# Records for the exercise start

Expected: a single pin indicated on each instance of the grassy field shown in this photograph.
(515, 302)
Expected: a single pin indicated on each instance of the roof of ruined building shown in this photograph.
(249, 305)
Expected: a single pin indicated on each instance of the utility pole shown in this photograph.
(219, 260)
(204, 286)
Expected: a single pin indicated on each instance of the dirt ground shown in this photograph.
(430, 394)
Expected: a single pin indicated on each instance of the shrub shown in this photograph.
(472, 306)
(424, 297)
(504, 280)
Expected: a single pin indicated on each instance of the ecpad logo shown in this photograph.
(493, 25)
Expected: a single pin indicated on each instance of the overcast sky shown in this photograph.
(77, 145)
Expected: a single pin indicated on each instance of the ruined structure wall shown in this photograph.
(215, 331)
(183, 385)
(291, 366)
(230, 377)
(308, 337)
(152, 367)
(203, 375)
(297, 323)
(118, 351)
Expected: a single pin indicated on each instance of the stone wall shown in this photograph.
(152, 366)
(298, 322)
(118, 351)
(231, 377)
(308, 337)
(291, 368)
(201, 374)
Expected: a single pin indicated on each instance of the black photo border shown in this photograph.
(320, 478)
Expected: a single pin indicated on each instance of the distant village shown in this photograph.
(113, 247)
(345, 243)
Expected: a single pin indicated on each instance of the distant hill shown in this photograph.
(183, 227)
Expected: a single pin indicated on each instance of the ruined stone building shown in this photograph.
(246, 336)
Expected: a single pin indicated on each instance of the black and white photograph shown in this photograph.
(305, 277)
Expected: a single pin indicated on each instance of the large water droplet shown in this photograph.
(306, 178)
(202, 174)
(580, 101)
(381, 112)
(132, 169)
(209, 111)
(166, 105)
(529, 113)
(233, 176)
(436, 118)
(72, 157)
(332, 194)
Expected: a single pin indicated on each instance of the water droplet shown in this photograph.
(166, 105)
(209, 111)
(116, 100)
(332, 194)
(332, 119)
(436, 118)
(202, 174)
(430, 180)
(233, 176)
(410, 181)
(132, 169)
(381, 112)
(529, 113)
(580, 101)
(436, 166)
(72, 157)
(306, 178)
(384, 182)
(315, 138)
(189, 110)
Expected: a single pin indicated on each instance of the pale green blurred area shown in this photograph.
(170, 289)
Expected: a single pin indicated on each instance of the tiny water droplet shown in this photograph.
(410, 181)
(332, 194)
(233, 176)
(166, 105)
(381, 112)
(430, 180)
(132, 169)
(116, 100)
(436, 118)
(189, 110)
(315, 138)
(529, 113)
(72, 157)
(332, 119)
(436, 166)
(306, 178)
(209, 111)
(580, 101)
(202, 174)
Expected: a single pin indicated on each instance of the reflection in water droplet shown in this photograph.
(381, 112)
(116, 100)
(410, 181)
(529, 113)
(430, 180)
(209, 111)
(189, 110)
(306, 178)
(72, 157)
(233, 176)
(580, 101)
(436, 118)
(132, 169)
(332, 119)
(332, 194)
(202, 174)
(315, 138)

# Records for the exercise end

- [Problem statement]
Copy every one of the rows above word for word, with no changes.

- [Correct result]
Expected: a single pin indicated on each instance of the grassy field shown in this photograph.
(515, 302)
Expected: a single pin indicated on each instance of the roof of ruined building shown in this photograph.
(249, 305)
Expected: a single pin indicated on each instance of the utility pole shown in this photograph.
(219, 260)
(204, 286)
Expected: a single pin indicated on each instance of the dirt ground shown in this photograph.
(430, 394)
Expected: a single pin indicated on each instance of the shrub shown in this photograph.
(472, 306)
(424, 297)
(504, 280)
Expected: a single pin indicated on each instance of the ecpad logo shown in this photograph.
(493, 25)
Expected: a single pin indicated on each instance of the overcast sky shown in this photograph.
(77, 145)
Expected: a single pin indicated on each instance of the ruined structure wall shown in this photograph.
(215, 331)
(183, 385)
(291, 366)
(230, 377)
(308, 337)
(152, 367)
(203, 375)
(297, 323)
(118, 351)
Expected: a single pin indicated on each instance of the stone wall shown in this photograph.
(152, 366)
(298, 322)
(118, 351)
(231, 377)
(308, 337)
(291, 368)
(201, 374)
Expected: a single pin indicated on each instance of the black photo border shown in this photograph.
(320, 478)
Expected: a single pin indicated on each instance of the distant village shown in this photograph.
(113, 247)
(345, 243)
Expected: a single pin indicated on each instance of the distant hill shown in this photograph.
(183, 227)
Expected: a single pin indicated on each instance of the ruined stone building shown in this photograph.
(246, 336)
Expected: a single pin indicated on each instance of the black and white photograph shown in this photograph.
(305, 277)
Expected: a single pin indicated on each instance of the large water droplet shown in this photograph.
(306, 178)
(202, 174)
(580, 101)
(381, 112)
(132, 169)
(209, 111)
(166, 105)
(529, 113)
(233, 176)
(436, 118)
(72, 157)
(332, 194)
Expected: a single pin indicated on each instance of the water droplet shown in this photograph.
(166, 105)
(209, 111)
(116, 100)
(332, 194)
(332, 119)
(436, 118)
(202, 174)
(430, 180)
(233, 176)
(410, 181)
(132, 169)
(381, 112)
(529, 113)
(580, 101)
(436, 166)
(72, 157)
(306, 178)
(384, 182)
(315, 138)
(189, 110)
Expected: a single pin indicated on each instance of the pale green blurred area shown in this photograph.
(170, 289)
Expected: a single pin indicated on each instance of the tiny water droplet shown in this photograph.
(410, 181)
(332, 194)
(233, 176)
(166, 105)
(381, 112)
(430, 180)
(132, 169)
(116, 100)
(436, 118)
(189, 110)
(315, 138)
(529, 113)
(72, 157)
(332, 119)
(436, 166)
(306, 178)
(209, 111)
(580, 101)
(202, 174)
Expected: a single pin indicated on each instance of the reflection in water droplet shown in this photograph.
(381, 112)
(116, 100)
(410, 181)
(529, 113)
(430, 180)
(209, 111)
(189, 110)
(306, 178)
(72, 157)
(233, 176)
(580, 101)
(436, 118)
(132, 169)
(332, 119)
(332, 194)
(202, 174)
(315, 138)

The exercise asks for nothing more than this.